WHAT IS NEEDED: Pictures don't belong in the copy; print all the records exactly.

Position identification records
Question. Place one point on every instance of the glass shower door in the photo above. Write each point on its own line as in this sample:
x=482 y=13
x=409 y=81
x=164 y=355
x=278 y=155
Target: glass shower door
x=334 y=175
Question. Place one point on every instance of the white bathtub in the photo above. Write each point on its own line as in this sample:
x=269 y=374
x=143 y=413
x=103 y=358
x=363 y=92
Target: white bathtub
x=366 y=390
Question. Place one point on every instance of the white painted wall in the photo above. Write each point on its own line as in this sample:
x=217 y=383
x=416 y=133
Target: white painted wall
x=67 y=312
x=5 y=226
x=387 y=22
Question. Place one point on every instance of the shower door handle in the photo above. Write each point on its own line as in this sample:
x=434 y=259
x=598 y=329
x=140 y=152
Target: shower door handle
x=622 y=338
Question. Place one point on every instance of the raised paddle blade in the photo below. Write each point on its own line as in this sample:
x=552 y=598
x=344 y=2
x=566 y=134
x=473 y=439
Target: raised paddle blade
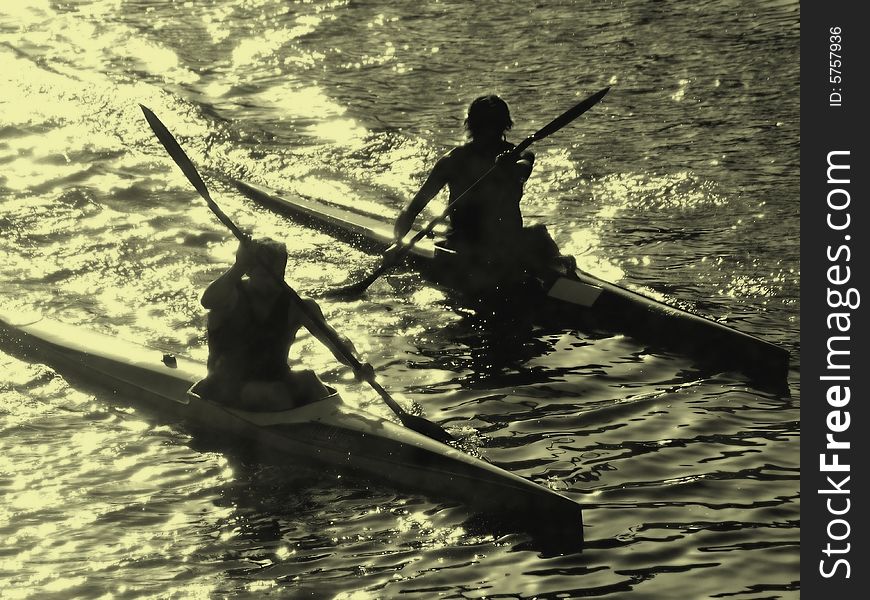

THE COMPLETED TASK:
Question. Place one point on every instance of the glass shower door in the photo above. Write each point on its own line as in this sample:
x=482 y=13
x=409 y=81
x=164 y=355
x=278 y=155
Target: glass shower door
x=334 y=175
Question. Place one point on every instance of the white bathtub in the photo above. Write each point on its own line as in this sample:
x=269 y=374
x=143 y=413
x=103 y=358
x=363 y=92
Target: white bathtub
x=366 y=390
Question. Place one point on every instance of the white painted wall in the photo above. Write each point on its own line as in this sample:
x=217 y=383
x=416 y=133
Target: white painted wall
x=67 y=312
x=5 y=226
x=387 y=22
Question. Place one point on every instance of the shower door handle in the photo above. Write each point on its own line as in this sample:
x=434 y=259
x=598 y=329
x=140 y=152
Target: shower door handle
x=622 y=338
Question. Place one point on every instance of the raised paddle blade in the photo below. Write each point on its own line as in this sample:
x=552 y=598
x=344 y=2
x=566 y=134
x=473 y=439
Target: raised paddle blade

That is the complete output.